Work instructions
An exact copy of the data below is required; return it in full.
■ ■ ■ ■ ■ ■ ■
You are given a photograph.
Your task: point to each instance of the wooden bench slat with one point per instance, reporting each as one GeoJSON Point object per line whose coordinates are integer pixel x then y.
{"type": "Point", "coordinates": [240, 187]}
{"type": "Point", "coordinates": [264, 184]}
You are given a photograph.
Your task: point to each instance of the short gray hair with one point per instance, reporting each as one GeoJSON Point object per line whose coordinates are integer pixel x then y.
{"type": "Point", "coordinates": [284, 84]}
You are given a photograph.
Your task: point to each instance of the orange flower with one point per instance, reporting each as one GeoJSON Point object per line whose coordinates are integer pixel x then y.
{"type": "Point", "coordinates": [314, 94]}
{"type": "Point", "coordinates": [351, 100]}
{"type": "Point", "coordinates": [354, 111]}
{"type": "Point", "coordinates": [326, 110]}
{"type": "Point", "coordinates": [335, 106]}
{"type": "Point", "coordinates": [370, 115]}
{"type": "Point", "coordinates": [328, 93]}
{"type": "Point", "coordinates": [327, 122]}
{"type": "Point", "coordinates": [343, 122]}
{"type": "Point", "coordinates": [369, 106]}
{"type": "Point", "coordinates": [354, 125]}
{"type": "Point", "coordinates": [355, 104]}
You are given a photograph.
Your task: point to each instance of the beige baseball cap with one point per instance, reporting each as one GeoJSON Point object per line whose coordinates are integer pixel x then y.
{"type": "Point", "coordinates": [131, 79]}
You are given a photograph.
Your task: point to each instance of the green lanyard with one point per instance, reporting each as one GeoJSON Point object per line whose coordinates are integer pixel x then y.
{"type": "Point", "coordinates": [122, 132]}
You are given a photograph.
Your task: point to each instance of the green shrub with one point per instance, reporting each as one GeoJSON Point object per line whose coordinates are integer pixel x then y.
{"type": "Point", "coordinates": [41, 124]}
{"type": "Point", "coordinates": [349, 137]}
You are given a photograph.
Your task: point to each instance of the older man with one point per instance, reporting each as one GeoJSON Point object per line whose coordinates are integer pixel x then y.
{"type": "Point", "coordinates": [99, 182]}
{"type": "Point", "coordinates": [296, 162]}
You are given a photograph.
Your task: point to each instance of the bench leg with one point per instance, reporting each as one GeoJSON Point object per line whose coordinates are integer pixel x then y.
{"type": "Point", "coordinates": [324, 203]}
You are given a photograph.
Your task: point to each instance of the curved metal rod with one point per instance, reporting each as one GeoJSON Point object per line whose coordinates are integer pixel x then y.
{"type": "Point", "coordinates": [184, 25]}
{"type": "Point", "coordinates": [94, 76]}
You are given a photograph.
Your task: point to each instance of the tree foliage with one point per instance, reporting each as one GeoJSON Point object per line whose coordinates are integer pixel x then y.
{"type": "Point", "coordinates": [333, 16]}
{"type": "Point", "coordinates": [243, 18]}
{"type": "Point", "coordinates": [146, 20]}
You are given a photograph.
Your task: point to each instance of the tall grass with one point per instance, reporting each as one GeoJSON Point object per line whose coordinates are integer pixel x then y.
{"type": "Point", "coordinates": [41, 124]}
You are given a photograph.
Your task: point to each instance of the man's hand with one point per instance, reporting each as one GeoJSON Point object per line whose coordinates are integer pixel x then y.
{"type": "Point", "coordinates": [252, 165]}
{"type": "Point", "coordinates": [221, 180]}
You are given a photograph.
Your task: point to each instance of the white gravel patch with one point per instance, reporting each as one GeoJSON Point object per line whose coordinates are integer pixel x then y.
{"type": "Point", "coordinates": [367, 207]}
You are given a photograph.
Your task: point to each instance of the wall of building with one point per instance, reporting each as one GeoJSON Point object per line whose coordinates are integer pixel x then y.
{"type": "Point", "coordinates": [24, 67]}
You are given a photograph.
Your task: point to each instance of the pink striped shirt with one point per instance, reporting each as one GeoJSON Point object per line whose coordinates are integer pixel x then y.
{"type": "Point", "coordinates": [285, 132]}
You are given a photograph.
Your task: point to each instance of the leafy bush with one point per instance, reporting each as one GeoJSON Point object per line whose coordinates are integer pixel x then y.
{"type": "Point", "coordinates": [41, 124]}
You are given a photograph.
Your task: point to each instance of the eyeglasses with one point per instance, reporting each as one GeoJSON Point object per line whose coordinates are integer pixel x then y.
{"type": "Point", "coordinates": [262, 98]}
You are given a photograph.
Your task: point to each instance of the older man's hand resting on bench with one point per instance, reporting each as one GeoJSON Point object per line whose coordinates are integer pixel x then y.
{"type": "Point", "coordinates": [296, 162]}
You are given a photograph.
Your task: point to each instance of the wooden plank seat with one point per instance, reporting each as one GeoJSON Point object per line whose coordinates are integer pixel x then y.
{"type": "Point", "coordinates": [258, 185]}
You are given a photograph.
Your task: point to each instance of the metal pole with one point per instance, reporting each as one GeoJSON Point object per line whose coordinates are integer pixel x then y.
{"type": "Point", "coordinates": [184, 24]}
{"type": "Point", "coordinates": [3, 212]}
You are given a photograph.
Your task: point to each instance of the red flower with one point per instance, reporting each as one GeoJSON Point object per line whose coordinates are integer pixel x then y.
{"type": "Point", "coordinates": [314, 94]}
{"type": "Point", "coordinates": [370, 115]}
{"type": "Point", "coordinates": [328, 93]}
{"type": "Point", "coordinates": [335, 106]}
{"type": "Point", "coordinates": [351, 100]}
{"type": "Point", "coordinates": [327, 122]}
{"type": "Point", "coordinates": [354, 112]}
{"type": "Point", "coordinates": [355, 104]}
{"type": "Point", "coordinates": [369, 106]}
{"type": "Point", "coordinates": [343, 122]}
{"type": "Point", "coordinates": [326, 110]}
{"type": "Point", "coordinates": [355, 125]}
■ ■ ■ ■ ■ ■ ■
Task answer
You are given a photograph.
Your task: point to each instance of the wooden bench slat with one point per instance, reporting each as one GeoJSON Point object per line whose coordinates are integer pixel x then y.
{"type": "Point", "coordinates": [240, 187]}
{"type": "Point", "coordinates": [264, 184]}
You are given a photograph.
Your task: point to each instance of the short gray hair with one point per instance, reporting each as one GeoJSON Point object per line whose coordinates are integer pixel x then y.
{"type": "Point", "coordinates": [284, 84]}
You are given a photograph.
Your task: point to each instance of the orange flower with one point per instance, reporting each as one GeoJSON Point object per line whose coordinates are integer pixel x then y.
{"type": "Point", "coordinates": [314, 94]}
{"type": "Point", "coordinates": [351, 100]}
{"type": "Point", "coordinates": [354, 111]}
{"type": "Point", "coordinates": [326, 110]}
{"type": "Point", "coordinates": [335, 106]}
{"type": "Point", "coordinates": [370, 115]}
{"type": "Point", "coordinates": [328, 93]}
{"type": "Point", "coordinates": [327, 122]}
{"type": "Point", "coordinates": [343, 122]}
{"type": "Point", "coordinates": [369, 106]}
{"type": "Point", "coordinates": [354, 125]}
{"type": "Point", "coordinates": [355, 104]}
You are given a photograph.
Your task: point to each instance of the beige baseball cap with one point per instance, reporting each as one GeoJSON Point object per line whose coordinates are integer pixel x then y.
{"type": "Point", "coordinates": [131, 79]}
You are given a photograph.
Your task: point to each instance of the green lanyard with one point per instance, reporting each as one GeoJSON Point object per line whose coordinates are integer pixel x then y.
{"type": "Point", "coordinates": [122, 132]}
You are given a photograph.
Your task: point to each instance of the green shrub with one point per instance, reporting each as one GeoJSON Point object per line whose coordinates are integer pixel x then y.
{"type": "Point", "coordinates": [41, 124]}
{"type": "Point", "coordinates": [349, 137]}
You are given a photograph.
Your task: point to each instance of the older man with one point per instance, reporting each as one GeoJSON Point object per line whose coordinates are integer pixel x then y.
{"type": "Point", "coordinates": [99, 182]}
{"type": "Point", "coordinates": [296, 162]}
You are given a photograph.
Your task: point to each instance of the bench leg with one point per instance, reporting each as one GeoJSON Point object per line whose coordinates are integer pixel x then y.
{"type": "Point", "coordinates": [324, 203]}
You are given a photograph.
Your task: point to each instance of the curved metal rod with one point per instance, reporting each as one GeoJSON Point object per line whose coordinates are integer pixel x then y.
{"type": "Point", "coordinates": [184, 25]}
{"type": "Point", "coordinates": [94, 76]}
You are given a photograph.
Your task: point to each instance of the tree foliage with one point per instance, reporting each as one GeoJSON Point object per line whose coordinates are integer pixel x then y.
{"type": "Point", "coordinates": [333, 16]}
{"type": "Point", "coordinates": [243, 18]}
{"type": "Point", "coordinates": [146, 20]}
You are given a photograph.
Your task: point to each instance of the tall grass with one point per instance, reporting each as one GeoJSON Point object per line whose coordinates are integer pixel x then y.
{"type": "Point", "coordinates": [41, 124]}
You are given a photograph.
Your task: point to each instance of the man's hand with one point per instance, reporting each as one GeoJSON Point object per line whose coordinates are integer pixel x then y.
{"type": "Point", "coordinates": [252, 165]}
{"type": "Point", "coordinates": [221, 180]}
You are given a photograph.
Your task: point to each instance of the white gravel patch with one point per instance, reporting each as one GeoJSON Point object per line whose coordinates are integer pixel x then y.
{"type": "Point", "coordinates": [367, 207]}
You are given a photograph.
Your task: point to each instance of the wall of building with one point per instance, reporting each as one GeoJSON Point object per line whose coordinates are integer pixel x then y.
{"type": "Point", "coordinates": [24, 67]}
You are given a photograph.
Your task: point to each instance of the pink striped shirt with one point per instance, reporting each as one GeoJSON Point object per line whose coordinates are integer pixel x then y.
{"type": "Point", "coordinates": [285, 132]}
You are given a photograph.
Your task: point to each instance of the leafy bush with one point per instance, reporting each as one GeoJSON Point object per line whose coordinates are integer pixel x then y.
{"type": "Point", "coordinates": [41, 124]}
You are given a photograph.
Your task: point to each instance of the eyeglasses with one point per instance, reporting each as one GeoJSON Point object per line whose coordinates are integer pixel x then y.
{"type": "Point", "coordinates": [262, 98]}
You are given a photograph.
Your task: point to each instance of the older man's hand resting on bench with one point per instance, reporting each as one GeoJSON Point object per line whose coordinates are integer pixel x then y.
{"type": "Point", "coordinates": [296, 162]}
You are given a photograph.
Your task: point to each instance of the wooden plank seat with one point per instance, reporting each as one GeoJSON Point object per line whose coordinates are integer pixel x then y.
{"type": "Point", "coordinates": [258, 185]}
You are given a photograph.
Your task: point to each instance of the metal pole with one point per instance, reporting each as one GeoJSON Point object per line whose coordinates are integer pixel x then y.
{"type": "Point", "coordinates": [184, 24]}
{"type": "Point", "coordinates": [3, 212]}
You are given a photograph.
Your task: point to each instance of the red flower with one point per instance, reporting each as one GeoJSON Point object per line whose coordinates are integer pixel x then y.
{"type": "Point", "coordinates": [314, 94]}
{"type": "Point", "coordinates": [370, 115]}
{"type": "Point", "coordinates": [328, 93]}
{"type": "Point", "coordinates": [335, 106]}
{"type": "Point", "coordinates": [351, 100]}
{"type": "Point", "coordinates": [327, 122]}
{"type": "Point", "coordinates": [354, 112]}
{"type": "Point", "coordinates": [355, 104]}
{"type": "Point", "coordinates": [369, 106]}
{"type": "Point", "coordinates": [343, 122]}
{"type": "Point", "coordinates": [326, 110]}
{"type": "Point", "coordinates": [355, 125]}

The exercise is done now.